WHAT IS REQUIRED: In the blog excerpt, copy the part from "Trying to impress" to "I put together.", swapping "YouTube" for "Vimeo".

PASSAGE:
Here our GPS tracks from the day's adventure.

Navigating Panorama Point on the downhill turned out to be not as bad as going up. The skiing down was not great, but overall it was a fun trip.

Sunday, November 6, 2011

Making Long Term Memories

I'm doing the usual Sunday things, putting clothes away, cleaning up, getting ready for another work week for me and my wife, and school week for my children. In the background KUOW FM 94.9 is playing; the show that is on is Studio 360. On the show they are talking about memories, and how memories are what define who we are; but there is now way we can remember everything, so there is a part of the brain called the hippocampus that transforms the short term memories into long term memories. The problem is we don't get to decide what become a long term memory and what doesn't. I don't think this is fair!

My answer is this blog. Although I can't say what the future of this blog will be, I would like to think of it as my artificial hippocampus. My brain does not get backed up, but I'm pretty sure Google is kindly backing this blog up all over the place. Normally this show on Studio 360 was something I was certain I would largely forget about within in a matter of minutes, and this really annoyed me because I really found this show facinating...and I wanted to remember it, I wanted to be able to discuss this concept again later. So upon hearing this show I ran downstairs, and started this blog post...my artificial hippocampus. I choose to make this a long term memory...if I can remember to read this blog post again.

Friday, October 14, 2011

Trying to impress 12 year olds

Being the slave to social media that I am, I have a YouTube account. I really don’t do too much with that account; I created it out of curiosity more so than anything else. However, I do upload the occasional video that I put together.

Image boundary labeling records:
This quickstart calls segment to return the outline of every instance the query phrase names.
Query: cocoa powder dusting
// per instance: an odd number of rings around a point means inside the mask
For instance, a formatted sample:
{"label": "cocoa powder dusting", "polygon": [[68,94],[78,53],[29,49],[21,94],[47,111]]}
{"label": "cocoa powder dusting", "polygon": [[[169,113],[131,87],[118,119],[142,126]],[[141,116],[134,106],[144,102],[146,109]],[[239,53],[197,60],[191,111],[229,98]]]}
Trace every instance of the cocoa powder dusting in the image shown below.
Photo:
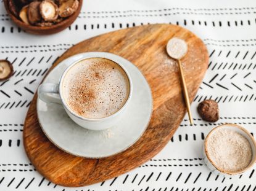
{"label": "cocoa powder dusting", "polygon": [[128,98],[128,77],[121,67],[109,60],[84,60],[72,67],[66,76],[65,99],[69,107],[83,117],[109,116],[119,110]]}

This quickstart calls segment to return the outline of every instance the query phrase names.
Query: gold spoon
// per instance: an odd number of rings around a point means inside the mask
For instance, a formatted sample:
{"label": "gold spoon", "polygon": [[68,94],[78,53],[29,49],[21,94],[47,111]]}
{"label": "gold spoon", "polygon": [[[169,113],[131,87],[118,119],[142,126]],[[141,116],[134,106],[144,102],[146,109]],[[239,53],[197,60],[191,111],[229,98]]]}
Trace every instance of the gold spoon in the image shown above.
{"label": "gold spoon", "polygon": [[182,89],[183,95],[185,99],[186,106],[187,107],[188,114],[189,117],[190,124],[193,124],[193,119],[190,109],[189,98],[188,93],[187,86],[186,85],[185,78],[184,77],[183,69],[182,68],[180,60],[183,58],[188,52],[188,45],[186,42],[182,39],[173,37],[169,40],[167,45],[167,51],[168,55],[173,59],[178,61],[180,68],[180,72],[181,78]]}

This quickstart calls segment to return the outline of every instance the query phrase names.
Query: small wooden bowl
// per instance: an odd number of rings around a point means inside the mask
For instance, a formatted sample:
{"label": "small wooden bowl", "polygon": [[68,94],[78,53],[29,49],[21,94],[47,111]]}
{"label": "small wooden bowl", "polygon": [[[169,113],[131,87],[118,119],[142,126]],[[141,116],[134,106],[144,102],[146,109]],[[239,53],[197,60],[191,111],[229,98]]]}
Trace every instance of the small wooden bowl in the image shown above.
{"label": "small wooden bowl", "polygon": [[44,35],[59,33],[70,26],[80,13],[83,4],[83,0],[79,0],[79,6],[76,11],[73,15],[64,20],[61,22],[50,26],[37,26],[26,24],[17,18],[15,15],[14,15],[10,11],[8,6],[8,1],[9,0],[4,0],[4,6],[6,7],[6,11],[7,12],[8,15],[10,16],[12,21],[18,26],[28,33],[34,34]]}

==

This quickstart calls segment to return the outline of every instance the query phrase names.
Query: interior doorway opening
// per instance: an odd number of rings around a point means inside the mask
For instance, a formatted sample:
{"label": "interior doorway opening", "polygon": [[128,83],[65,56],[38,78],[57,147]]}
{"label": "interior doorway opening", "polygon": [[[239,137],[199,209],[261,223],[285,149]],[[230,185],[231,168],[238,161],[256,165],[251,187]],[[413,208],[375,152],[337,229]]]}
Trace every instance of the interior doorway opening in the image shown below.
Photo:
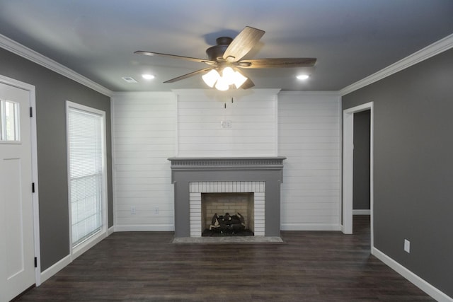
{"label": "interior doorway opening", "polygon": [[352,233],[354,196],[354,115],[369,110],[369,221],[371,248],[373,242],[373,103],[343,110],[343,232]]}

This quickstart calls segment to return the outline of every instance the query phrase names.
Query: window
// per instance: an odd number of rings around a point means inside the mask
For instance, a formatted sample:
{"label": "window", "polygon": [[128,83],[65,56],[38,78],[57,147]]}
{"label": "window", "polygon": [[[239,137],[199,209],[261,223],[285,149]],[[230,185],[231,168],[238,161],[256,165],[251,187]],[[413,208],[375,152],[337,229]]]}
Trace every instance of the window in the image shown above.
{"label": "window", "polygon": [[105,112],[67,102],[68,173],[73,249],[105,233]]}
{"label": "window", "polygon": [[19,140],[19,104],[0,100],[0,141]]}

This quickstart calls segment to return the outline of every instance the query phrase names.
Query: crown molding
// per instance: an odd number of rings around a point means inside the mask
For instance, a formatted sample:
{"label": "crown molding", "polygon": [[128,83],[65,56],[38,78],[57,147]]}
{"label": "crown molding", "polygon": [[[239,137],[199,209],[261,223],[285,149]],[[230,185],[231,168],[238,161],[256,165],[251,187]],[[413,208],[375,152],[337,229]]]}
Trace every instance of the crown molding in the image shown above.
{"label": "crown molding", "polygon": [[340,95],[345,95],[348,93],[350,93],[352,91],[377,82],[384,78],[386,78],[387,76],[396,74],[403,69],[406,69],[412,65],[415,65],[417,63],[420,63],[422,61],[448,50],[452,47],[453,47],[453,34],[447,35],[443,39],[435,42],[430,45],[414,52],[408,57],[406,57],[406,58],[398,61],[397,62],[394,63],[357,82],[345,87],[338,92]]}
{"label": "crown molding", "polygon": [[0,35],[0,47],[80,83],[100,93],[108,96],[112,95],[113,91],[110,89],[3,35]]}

RESULT BELOW:
Trying to impress 12 year olds

Being the slave to social media that I am, I have a Vimeo account. I really don’t do too much with that account; I created it out of curiosity more so than anything else. However, I do upload the occasional video that I put together.